Prompt 1 — Which lines in the rows contain the string "casing" with matching case? Report each of those lines in full.
Excerpt provided start
I'd write a sombre farewell to Steam Next Fest, but we get three of the fuckin things a year. We're going to get the next one before we can even blink. Anyway, here's the final set of demos I enjoyed from this event, and by GOLLY it's been a good one.

Chants of Sennaar

The core mechanic of Chants of Sennaar is very similar to a game I have a lot of respect for, but could never bring myself to finish: Heaven's Vault. Your goal is to learn a glyph-based language entirely through context and deduction, building up from very basic instructions all the way to complex snippets from books and engravings. The difference is, Sennaar is more of a linear adventure with puzzle elements, while Heaven's Vault is a sprawling open world with not much handholding to stop you drowning in a sea of untranslated glyphs. It's a matter of personal preference whether that's a good thing or not, but it should certainly make this a less daunting experience.
Chants of Sennaar screenshot

Orten Was The Case

This grungy, grimy, gross, ghoulish game is actually a time loop adventure quite faithfully following in the Outer Wilds' footsteps. You're stuck in a time loop and need to figure out why, is about the long and short of it, with knowledge-gated progression and a wide open world to familiarise yourself with across runs. The aesthetic is the stand-out difference here, I think, with a tone and sense of humour quite similar to a particularly unpleasant late night cartoon, presented through 3D models and stacked 2D layers for the environment.
Excerpt provided end
Prompt 2 — Could you pick up the Steam Next Fest demo roundup from its last sentence and keep writing it?
Input data start
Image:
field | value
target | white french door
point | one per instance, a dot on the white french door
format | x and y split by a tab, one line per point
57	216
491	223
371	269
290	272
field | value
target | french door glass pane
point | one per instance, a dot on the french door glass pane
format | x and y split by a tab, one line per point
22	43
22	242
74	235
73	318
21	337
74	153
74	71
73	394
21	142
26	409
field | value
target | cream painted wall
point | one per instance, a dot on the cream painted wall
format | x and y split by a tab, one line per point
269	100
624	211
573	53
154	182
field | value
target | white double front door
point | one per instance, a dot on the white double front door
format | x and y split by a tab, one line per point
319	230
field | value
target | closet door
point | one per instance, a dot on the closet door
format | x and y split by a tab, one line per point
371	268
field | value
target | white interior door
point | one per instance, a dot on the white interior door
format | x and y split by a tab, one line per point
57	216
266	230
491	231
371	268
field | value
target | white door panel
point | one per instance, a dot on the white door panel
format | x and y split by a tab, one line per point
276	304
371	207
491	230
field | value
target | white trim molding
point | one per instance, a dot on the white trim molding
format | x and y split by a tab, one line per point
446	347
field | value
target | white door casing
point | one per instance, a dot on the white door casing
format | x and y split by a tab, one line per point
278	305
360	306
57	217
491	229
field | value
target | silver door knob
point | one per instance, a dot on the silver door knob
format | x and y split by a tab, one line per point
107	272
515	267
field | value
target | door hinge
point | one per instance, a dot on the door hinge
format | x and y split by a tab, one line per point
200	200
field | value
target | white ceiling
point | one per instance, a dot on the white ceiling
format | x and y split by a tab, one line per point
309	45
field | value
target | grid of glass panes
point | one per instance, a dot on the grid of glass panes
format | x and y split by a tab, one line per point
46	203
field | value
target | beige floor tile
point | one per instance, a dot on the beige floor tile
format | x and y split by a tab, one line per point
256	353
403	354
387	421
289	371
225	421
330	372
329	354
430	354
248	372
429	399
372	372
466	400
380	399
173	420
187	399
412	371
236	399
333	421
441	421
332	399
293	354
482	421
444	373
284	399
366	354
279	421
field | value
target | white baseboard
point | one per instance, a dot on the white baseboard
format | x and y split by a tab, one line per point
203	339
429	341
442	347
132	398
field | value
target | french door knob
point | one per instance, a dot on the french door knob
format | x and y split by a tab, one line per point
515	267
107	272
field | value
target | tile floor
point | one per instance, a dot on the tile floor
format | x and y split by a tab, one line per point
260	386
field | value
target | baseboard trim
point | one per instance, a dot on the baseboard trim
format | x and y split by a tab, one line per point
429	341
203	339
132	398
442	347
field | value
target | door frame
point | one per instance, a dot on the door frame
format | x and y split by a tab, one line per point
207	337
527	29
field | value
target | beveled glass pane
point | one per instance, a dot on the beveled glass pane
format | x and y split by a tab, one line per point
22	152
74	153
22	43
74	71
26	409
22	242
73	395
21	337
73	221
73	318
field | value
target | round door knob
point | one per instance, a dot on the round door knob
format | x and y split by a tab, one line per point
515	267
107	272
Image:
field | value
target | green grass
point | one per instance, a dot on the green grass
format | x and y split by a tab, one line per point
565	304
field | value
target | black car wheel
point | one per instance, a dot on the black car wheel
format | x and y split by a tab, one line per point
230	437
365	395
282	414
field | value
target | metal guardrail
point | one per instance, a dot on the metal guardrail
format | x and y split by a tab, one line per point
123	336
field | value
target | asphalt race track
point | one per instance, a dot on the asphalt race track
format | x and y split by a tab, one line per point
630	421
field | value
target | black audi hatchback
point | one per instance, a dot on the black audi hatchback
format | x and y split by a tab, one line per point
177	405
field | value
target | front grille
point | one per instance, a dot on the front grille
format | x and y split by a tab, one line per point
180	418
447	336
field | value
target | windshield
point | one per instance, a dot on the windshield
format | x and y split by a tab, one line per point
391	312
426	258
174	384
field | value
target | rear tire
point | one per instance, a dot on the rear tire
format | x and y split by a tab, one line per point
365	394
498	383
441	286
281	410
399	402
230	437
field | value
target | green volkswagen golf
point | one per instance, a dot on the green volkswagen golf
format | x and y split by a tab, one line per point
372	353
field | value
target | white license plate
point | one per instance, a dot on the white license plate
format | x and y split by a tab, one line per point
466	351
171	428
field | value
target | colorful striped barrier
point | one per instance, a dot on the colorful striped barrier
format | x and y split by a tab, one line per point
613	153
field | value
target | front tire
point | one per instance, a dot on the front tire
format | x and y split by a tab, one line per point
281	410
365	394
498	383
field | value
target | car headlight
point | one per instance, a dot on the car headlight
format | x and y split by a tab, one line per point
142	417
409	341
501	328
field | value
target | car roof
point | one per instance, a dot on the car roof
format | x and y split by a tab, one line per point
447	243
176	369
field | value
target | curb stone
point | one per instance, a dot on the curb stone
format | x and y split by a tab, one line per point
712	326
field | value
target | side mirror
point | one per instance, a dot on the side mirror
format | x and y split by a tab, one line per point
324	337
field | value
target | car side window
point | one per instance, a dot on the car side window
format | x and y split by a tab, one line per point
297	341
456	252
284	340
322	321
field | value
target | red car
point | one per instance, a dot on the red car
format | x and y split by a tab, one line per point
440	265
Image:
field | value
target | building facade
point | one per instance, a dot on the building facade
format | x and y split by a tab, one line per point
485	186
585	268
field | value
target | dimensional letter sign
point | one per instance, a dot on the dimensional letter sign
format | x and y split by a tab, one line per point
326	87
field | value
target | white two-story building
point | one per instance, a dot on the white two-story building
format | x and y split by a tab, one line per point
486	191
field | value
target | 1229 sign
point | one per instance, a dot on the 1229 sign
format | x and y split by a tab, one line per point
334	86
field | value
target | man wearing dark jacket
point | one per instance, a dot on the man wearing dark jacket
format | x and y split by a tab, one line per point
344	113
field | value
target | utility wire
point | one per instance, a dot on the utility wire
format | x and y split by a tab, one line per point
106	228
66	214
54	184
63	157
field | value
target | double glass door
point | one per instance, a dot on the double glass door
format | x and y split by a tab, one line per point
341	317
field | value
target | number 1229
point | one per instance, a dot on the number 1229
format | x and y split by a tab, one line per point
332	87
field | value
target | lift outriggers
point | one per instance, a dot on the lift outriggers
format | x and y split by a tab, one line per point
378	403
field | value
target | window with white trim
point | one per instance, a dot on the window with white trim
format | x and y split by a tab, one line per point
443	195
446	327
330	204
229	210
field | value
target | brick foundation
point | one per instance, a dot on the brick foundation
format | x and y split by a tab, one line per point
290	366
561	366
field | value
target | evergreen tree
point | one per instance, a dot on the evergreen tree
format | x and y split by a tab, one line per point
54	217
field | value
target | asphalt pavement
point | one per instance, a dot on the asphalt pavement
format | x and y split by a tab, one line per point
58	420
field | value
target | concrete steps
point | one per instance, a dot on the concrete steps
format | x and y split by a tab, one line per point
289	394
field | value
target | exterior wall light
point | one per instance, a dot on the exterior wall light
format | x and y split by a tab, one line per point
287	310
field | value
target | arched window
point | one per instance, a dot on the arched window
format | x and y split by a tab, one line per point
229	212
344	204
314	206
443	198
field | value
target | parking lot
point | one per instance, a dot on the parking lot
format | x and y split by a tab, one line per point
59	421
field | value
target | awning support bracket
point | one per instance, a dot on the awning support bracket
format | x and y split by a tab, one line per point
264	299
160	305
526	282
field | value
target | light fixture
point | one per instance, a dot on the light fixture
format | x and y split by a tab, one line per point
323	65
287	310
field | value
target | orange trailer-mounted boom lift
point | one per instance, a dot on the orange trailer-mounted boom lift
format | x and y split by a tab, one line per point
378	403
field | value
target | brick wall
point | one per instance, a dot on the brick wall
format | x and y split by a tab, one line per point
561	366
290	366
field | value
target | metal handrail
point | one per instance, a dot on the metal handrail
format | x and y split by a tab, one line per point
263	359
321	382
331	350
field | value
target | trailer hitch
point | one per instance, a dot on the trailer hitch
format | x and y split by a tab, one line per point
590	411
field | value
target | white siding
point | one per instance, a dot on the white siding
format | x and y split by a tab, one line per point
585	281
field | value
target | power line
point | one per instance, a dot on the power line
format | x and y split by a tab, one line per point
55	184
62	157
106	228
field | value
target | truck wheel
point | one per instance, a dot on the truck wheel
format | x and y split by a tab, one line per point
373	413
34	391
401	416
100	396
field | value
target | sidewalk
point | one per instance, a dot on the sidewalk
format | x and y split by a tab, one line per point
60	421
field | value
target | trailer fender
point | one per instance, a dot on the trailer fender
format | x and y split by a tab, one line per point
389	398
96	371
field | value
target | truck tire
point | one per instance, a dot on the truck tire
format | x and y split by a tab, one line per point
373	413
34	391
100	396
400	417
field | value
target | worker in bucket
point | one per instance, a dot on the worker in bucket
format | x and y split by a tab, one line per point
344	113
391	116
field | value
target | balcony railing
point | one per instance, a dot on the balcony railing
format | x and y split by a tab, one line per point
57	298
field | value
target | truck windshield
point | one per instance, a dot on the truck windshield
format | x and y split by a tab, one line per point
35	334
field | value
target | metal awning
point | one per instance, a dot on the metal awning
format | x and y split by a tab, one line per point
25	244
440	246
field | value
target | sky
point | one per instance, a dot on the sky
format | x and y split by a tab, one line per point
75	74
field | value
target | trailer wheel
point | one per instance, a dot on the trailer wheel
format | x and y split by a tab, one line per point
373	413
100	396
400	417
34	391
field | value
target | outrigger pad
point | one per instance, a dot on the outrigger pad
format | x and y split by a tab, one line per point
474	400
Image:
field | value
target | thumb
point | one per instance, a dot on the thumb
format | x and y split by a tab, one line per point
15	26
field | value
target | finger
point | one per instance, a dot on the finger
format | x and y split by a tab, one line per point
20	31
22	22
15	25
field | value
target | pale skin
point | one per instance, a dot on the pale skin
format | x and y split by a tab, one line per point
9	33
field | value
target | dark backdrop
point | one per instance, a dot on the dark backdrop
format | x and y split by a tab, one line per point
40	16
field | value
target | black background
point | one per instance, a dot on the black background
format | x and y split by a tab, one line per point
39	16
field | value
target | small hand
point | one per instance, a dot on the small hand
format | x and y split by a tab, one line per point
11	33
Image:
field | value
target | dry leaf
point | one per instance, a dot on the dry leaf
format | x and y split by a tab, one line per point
Input data end
Expected output 1 —
target | white door casing
point | one per instance, a dot on the white door casing

Expected output 2 —
Orten Was The Case screenshot

Worldless

The vibes in this game absolutely impeccable. INSANE, even. The music, the visuals, it's candy for all your fuckin senses at once. Top marks on that front. The gameplay is decent, with tight controls and for platforming that doesn't get particularly difficult, and turn based combat which is more a sequence of reaction time challenges rather than JRPG style tactical combat (which is a positive for me). Unfortunately the demo was quite crashy on my poor little Linux box, so I didn't get too far in. An underinformed recommendation, perhaps, but a recommendation nonetheless.
Worldless screenshot

The Darkest Files

Inspired by real events, this game has you play as a prosecutor under Fritz Bauer, pursuing unresolved Nazi crimes over a decade after the end of the Second World War. You review documents, interrogate witnesses and suspects, and try to reconstruct the events of the crime based on all of your inconsistent information. It's a thrilling narrative, and it touches on something a lot of WW2 related media doesn't; the sociopolitical implications of getting justice for the victims of a regime, when hundreds of thousands of enthusiastic supporters of that regime simply reintegrated into society after it fell. Heavy shit.
The Darkest Files screenshot

Mail Time

Mail Time is a cute little 3D platformer about being a cute little mushroom mailman who delivers mail (and collects stuff, and delivers stuff) for cute little anthropomorphic forest critters. How's that for some tonal whiplash?
Mail Time screenshot

Blue Wednesday

Jazzy rhythm game about an unsuccessful pianist who struggles to make ends meet in the big city, until he comes across an opportunity to play in an equally struggling jazz club. What happens next? I dunno, the game's not out yet. The game's got a great peppy metropolitan jazz vibe to it (or whatever the hell the proper word for this subgenre is), with DDR-style mechanics used to depict the main character's piano performance. The start of the story is rather cliché, but it did get me invested in seeing this sadsack succeed, so I'd say it did what it had to do. It was probably the most effective narrative cliffhanger of all the demos I played this Next Fest, thinking about it.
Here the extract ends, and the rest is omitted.